* [Source material]:
>> BEGIN
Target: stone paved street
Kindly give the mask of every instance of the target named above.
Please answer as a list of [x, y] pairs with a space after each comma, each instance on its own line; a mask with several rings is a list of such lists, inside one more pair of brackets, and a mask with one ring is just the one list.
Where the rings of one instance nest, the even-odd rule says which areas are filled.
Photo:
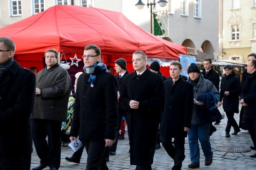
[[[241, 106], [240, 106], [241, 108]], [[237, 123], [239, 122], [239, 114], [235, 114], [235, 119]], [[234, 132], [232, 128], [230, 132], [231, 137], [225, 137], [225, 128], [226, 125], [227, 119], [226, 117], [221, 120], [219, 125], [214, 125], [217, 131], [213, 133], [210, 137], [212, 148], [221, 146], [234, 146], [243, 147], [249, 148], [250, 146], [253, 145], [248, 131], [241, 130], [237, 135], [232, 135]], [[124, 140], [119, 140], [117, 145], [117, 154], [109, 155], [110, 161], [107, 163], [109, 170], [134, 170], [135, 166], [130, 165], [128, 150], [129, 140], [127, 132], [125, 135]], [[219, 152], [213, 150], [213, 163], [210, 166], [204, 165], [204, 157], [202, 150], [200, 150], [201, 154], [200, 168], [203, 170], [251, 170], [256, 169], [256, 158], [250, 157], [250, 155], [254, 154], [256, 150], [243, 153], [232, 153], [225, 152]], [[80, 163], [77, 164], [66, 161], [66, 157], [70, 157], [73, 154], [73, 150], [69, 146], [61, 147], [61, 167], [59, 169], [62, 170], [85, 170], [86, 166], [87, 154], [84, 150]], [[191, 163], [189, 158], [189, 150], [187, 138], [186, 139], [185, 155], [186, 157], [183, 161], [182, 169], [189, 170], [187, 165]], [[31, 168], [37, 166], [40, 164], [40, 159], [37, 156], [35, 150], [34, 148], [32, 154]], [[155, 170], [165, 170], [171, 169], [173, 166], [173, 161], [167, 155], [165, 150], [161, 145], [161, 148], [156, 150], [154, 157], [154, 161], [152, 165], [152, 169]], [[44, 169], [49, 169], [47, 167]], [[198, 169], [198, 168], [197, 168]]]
>> END
* [Exercise prompt]:
Copy every line of the listing above verbatim, omitting the picture.

* [Solution for this task]:
Target: stone paved street
Kindly give the mask of every instance of the target named above.
Please answer as a list of [x, y] pairs with a space after each comma, each instance on its own line; a mask with several rings is a list of such lists, inside one more pair of brackets, and a mask with one ring is just the one list.
Where the rings of one instance nest, the even-odd rule says which areas are filled.
Photo:
[[[241, 106], [240, 106], [241, 108]], [[237, 123], [239, 122], [239, 114], [235, 114], [235, 119]], [[234, 132], [232, 128], [230, 132], [231, 137], [225, 137], [225, 128], [226, 125], [227, 119], [226, 117], [221, 120], [219, 125], [214, 125], [217, 131], [213, 133], [210, 137], [212, 148], [221, 146], [234, 146], [243, 147], [249, 148], [250, 146], [253, 145], [248, 131], [241, 130], [237, 135], [232, 135]], [[124, 140], [119, 140], [117, 145], [117, 154], [109, 155], [110, 161], [107, 163], [109, 170], [134, 170], [135, 166], [130, 165], [128, 150], [129, 140], [127, 132], [125, 135]], [[219, 152], [213, 150], [213, 163], [210, 166], [204, 165], [204, 157], [202, 150], [200, 150], [201, 154], [200, 168], [203, 170], [251, 170], [256, 169], [256, 158], [250, 157], [250, 155], [254, 154], [256, 150], [243, 153], [232, 153], [225, 152]], [[80, 163], [77, 164], [66, 161], [66, 157], [70, 157], [73, 154], [73, 150], [69, 146], [61, 147], [61, 167], [59, 169], [62, 170], [85, 170], [86, 166], [87, 154], [84, 150]], [[191, 163], [189, 158], [189, 150], [187, 138], [186, 139], [185, 155], [186, 157], [183, 161], [182, 169], [189, 170], [187, 165]], [[31, 168], [37, 166], [40, 164], [40, 159], [37, 156], [35, 150], [34, 148], [32, 154]], [[155, 170], [165, 170], [171, 169], [173, 166], [173, 161], [167, 155], [165, 150], [161, 145], [161, 148], [156, 150], [154, 157], [154, 161], [152, 165], [152, 169]], [[44, 169], [49, 169], [47, 167]], [[198, 169], [198, 168], [197, 168]]]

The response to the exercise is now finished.